[Saved entries]
^^^^^^^^^^^^^^^^

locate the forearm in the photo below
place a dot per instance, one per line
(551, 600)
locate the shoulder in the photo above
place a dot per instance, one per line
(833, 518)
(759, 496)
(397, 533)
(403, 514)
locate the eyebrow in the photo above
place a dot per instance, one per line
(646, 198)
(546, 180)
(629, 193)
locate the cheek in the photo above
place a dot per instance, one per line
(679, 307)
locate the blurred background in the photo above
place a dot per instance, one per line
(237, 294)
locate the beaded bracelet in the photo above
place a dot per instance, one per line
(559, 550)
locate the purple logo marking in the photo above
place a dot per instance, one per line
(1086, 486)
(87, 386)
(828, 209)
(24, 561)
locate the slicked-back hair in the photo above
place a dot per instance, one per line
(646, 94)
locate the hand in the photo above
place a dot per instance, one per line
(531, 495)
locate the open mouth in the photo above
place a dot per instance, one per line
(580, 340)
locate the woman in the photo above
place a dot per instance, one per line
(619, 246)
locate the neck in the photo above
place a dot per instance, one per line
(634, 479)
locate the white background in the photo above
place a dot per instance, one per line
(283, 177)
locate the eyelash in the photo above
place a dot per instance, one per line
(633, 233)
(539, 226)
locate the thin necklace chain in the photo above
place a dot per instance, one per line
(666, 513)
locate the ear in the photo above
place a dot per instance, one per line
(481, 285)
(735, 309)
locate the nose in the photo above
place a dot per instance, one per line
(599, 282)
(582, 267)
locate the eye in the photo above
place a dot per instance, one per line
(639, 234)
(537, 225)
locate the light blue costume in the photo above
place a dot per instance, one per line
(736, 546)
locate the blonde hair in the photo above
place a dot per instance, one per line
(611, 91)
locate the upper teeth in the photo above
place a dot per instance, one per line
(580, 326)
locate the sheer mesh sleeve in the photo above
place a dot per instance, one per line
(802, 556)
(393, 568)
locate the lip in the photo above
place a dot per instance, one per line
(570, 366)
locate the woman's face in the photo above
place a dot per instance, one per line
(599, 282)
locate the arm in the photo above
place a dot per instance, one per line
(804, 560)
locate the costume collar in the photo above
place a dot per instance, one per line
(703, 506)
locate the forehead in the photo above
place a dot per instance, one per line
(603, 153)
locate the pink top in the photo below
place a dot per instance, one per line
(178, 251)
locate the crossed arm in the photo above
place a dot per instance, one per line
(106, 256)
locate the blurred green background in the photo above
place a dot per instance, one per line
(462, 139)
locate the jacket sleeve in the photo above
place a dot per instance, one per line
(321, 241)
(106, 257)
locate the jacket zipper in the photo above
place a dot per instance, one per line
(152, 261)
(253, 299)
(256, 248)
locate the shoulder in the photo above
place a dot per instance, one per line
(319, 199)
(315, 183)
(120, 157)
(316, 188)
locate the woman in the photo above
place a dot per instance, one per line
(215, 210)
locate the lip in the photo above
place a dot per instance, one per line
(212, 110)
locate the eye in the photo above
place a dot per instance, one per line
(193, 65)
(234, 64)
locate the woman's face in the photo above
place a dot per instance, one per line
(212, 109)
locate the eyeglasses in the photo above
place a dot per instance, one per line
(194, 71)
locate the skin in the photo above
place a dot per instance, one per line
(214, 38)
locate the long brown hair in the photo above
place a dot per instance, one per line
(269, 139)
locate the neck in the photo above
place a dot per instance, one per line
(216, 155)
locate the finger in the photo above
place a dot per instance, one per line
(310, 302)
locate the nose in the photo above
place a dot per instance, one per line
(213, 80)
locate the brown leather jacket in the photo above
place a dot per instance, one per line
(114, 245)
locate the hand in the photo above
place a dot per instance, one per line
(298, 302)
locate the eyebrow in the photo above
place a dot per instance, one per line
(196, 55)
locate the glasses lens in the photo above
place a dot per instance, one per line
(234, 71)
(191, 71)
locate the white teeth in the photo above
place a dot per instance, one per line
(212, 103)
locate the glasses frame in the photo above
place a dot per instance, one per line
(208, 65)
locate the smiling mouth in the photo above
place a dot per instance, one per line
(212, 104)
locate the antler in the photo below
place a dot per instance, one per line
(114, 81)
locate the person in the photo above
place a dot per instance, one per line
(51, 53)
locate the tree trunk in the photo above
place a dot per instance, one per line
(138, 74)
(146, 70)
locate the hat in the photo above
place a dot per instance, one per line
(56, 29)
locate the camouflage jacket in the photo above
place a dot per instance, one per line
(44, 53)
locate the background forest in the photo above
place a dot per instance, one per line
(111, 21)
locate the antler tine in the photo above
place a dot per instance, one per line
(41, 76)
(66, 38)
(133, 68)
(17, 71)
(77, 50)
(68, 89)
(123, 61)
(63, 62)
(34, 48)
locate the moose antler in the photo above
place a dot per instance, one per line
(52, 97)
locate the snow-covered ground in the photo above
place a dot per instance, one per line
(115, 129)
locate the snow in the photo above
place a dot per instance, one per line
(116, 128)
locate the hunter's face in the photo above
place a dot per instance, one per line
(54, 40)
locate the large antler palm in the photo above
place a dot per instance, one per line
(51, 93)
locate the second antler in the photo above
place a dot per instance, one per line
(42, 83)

^^^^^^^^^^^^^^^^

AIM OF THE EXERCISE = Sift the data above for lines with "brown", then copy each one.

TASK OUTPUT =
locate the long brown hair in the photo above
locate the brown leather jacket in the photo above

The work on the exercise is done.